SUPPLIED ENTRIES:
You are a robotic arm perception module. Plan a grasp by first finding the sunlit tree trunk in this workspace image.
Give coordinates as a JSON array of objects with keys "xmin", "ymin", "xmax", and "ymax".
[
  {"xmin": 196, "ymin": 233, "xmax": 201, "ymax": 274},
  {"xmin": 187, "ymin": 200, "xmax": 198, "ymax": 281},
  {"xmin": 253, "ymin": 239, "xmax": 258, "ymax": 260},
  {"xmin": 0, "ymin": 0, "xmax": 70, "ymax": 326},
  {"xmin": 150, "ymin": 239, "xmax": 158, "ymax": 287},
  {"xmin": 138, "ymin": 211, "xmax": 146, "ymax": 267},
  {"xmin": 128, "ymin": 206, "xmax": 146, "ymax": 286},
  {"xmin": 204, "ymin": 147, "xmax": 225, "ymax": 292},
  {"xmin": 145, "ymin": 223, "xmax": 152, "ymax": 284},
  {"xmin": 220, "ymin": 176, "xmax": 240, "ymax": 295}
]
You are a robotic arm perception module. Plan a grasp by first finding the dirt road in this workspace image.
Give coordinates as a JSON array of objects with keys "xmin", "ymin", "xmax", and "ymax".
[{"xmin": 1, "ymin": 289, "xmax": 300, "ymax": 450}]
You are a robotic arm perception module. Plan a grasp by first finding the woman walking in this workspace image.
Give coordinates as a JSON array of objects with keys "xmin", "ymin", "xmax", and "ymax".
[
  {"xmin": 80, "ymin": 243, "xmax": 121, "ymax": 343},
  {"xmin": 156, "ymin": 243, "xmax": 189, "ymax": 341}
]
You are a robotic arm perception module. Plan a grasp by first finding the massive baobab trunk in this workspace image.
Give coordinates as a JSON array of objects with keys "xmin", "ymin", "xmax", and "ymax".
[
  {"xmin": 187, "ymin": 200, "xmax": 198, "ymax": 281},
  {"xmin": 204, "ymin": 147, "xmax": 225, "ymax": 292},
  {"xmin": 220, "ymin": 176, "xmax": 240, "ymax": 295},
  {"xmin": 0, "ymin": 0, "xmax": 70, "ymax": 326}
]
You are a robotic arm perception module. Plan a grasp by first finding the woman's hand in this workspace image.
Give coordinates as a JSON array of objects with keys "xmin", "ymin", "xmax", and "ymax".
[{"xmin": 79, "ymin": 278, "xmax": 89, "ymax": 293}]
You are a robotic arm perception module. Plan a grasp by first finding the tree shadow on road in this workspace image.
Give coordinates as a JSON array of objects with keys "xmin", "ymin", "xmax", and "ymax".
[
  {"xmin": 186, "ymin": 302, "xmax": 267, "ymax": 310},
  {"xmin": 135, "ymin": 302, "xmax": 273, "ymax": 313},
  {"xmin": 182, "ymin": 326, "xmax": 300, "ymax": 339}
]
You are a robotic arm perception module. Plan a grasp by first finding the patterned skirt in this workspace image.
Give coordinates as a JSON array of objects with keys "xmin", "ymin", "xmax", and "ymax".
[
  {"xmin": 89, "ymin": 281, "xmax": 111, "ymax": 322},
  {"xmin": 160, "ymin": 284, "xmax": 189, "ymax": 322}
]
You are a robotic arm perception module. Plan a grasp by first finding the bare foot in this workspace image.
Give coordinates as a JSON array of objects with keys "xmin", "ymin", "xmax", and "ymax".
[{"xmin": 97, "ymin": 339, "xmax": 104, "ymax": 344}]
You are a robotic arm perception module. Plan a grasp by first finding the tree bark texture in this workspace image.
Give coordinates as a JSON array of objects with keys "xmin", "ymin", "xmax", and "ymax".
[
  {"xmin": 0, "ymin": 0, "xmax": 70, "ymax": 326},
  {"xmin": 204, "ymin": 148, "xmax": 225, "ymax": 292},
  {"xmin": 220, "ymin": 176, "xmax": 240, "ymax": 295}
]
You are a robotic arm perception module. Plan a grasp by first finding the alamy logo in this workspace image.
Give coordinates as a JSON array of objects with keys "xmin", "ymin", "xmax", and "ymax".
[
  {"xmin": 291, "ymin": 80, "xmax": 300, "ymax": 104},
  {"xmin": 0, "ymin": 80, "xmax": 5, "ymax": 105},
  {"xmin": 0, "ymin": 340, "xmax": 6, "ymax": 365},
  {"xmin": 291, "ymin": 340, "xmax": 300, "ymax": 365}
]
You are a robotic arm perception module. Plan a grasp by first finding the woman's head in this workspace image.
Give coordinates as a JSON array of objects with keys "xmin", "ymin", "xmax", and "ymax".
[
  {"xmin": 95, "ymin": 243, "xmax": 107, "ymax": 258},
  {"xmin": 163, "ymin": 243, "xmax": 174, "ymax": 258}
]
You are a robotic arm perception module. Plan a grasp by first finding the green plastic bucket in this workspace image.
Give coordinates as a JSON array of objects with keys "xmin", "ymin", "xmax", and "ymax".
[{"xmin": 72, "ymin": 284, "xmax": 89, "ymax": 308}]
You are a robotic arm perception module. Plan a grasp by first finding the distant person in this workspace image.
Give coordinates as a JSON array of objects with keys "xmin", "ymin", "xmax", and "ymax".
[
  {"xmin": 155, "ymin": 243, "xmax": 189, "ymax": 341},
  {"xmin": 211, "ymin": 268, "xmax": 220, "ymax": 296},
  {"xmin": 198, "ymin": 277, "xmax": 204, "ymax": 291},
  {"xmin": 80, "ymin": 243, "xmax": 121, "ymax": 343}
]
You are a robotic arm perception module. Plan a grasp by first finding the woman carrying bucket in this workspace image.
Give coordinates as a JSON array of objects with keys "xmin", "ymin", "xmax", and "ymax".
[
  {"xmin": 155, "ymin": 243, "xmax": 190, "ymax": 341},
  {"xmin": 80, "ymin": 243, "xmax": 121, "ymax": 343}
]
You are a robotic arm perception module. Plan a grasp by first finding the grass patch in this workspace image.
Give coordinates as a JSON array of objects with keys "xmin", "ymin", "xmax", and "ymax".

TASK INSTRUCTIONS:
Each line of the listing should be retyped exactly, with nothing left out.

SOLUTION:
You are a robotic arm perception module. Plan a grasp by first finding the sunlit tree trunk in this workspace image.
Give coordinates as a JSON array of objects with keys "xmin", "ymin", "xmax", and "ymax".
[
  {"xmin": 196, "ymin": 233, "xmax": 201, "ymax": 274},
  {"xmin": 187, "ymin": 200, "xmax": 198, "ymax": 281},
  {"xmin": 253, "ymin": 239, "xmax": 258, "ymax": 260},
  {"xmin": 0, "ymin": 0, "xmax": 70, "ymax": 326},
  {"xmin": 150, "ymin": 239, "xmax": 158, "ymax": 287},
  {"xmin": 138, "ymin": 211, "xmax": 146, "ymax": 267},
  {"xmin": 128, "ymin": 206, "xmax": 146, "ymax": 286},
  {"xmin": 204, "ymin": 147, "xmax": 225, "ymax": 292},
  {"xmin": 145, "ymin": 223, "xmax": 152, "ymax": 284},
  {"xmin": 220, "ymin": 176, "xmax": 240, "ymax": 295}
]
You are a robotic arm perception module. Plan a grasp by first finding the dirt road in this workspace image.
Give coordinates as a JSON array of objects with keys "xmin", "ymin", "xmax", and "ymax".
[{"xmin": 1, "ymin": 289, "xmax": 300, "ymax": 450}]
You are a robotic arm perception module. Plan a grasp by first finding the woman walking in this workspace image.
Give coordinates as a JSON array of objects with keys "xmin", "ymin", "xmax", and "ymax".
[
  {"xmin": 80, "ymin": 243, "xmax": 121, "ymax": 343},
  {"xmin": 156, "ymin": 243, "xmax": 189, "ymax": 341}
]
You are a robotic arm perception module. Plan a grasp by first finding the massive baobab trunk in this workspace image.
Give coordinates as a JSON array of objects with keys "xmin", "ymin", "xmax", and "ymax".
[
  {"xmin": 187, "ymin": 200, "xmax": 198, "ymax": 281},
  {"xmin": 204, "ymin": 147, "xmax": 225, "ymax": 292},
  {"xmin": 220, "ymin": 176, "xmax": 240, "ymax": 295},
  {"xmin": 0, "ymin": 0, "xmax": 70, "ymax": 326}
]
You are a robotic arm perception module. Plan a grasp by first finding the woman's hand in this workspace image.
Give coordinates as a JSON array of objects with keys "xmin", "ymin", "xmax", and "ymax".
[{"xmin": 79, "ymin": 278, "xmax": 89, "ymax": 293}]
You are a robotic arm perception module. Plan a grasp by first finding the tree shadow on road in this workspace image.
Give coordinates as a JSON array of objects with keys "xmin", "ymin", "xmax", and "ymax".
[
  {"xmin": 186, "ymin": 302, "xmax": 267, "ymax": 310},
  {"xmin": 135, "ymin": 302, "xmax": 273, "ymax": 313},
  {"xmin": 182, "ymin": 326, "xmax": 300, "ymax": 339}
]
You are a robotic arm perception module. Plan a grasp by first finding the patterned skirt in this workspace image.
Give coordinates as a JSON array of objects with keys "xmin", "ymin", "xmax", and "ymax".
[
  {"xmin": 89, "ymin": 281, "xmax": 111, "ymax": 322},
  {"xmin": 160, "ymin": 284, "xmax": 189, "ymax": 322}
]
You are a robotic arm perception module. Plan a grasp by first finding the bare foot in this workspace image.
Give coordinates as a JSON array of objects with keys "xmin", "ymin", "xmax", and "ymax".
[{"xmin": 97, "ymin": 339, "xmax": 104, "ymax": 344}]
You are a robotic arm perception module. Plan a grasp by first finding the tree bark texture in this workspace image.
Give coordinates as a JSON array of objects with keys "xmin", "ymin", "xmax", and "ymax".
[
  {"xmin": 0, "ymin": 0, "xmax": 70, "ymax": 326},
  {"xmin": 204, "ymin": 148, "xmax": 225, "ymax": 292},
  {"xmin": 220, "ymin": 176, "xmax": 240, "ymax": 295}
]
You are a robotic arm perception module. Plan a grasp by first finding the alamy logo in this workspace image.
Give coordinates as a JSON array of objects with keys "xmin", "ymin", "xmax", and "ymax".
[
  {"xmin": 291, "ymin": 80, "xmax": 300, "ymax": 104},
  {"xmin": 0, "ymin": 80, "xmax": 5, "ymax": 105},
  {"xmin": 0, "ymin": 340, "xmax": 6, "ymax": 365},
  {"xmin": 291, "ymin": 340, "xmax": 300, "ymax": 365}
]
You are a robotic arm perception module. Plan a grasp by first finding the woman's head in this workspace image.
Give coordinates as a JSON array of objects with keys "xmin", "ymin", "xmax", and "ymax".
[
  {"xmin": 95, "ymin": 243, "xmax": 107, "ymax": 258},
  {"xmin": 163, "ymin": 243, "xmax": 174, "ymax": 258}
]
You are a robotic arm perception module. Plan a grasp by first finding the green plastic bucket in this workspace image.
Give coordinates as a JSON array of objects with keys "xmin", "ymin", "xmax", and "ymax".
[{"xmin": 72, "ymin": 284, "xmax": 89, "ymax": 308}]
You are a robotic arm perception module. Plan a grasp by first finding the distant person in this workspace image.
Give coordinates as a JSON array of objects with keys "xmin", "ymin", "xmax", and "ymax".
[
  {"xmin": 155, "ymin": 243, "xmax": 189, "ymax": 341},
  {"xmin": 211, "ymin": 268, "xmax": 220, "ymax": 296},
  {"xmin": 198, "ymin": 277, "xmax": 204, "ymax": 291},
  {"xmin": 80, "ymin": 243, "xmax": 121, "ymax": 343}
]
You are a robotic arm perception module. Plan a grasp by first finding the woman carrying bucket in this workspace image.
Give coordinates as a JSON array of objects with keys "xmin", "ymin", "xmax", and "ymax".
[
  {"xmin": 155, "ymin": 243, "xmax": 190, "ymax": 341},
  {"xmin": 80, "ymin": 243, "xmax": 121, "ymax": 343}
]
You are a robotic arm perception module. Plan a grasp by first finding the grass patch in this workspace image.
Give coordinates as a JSON array of objects with keys "xmin", "ymin", "xmax", and "ymax".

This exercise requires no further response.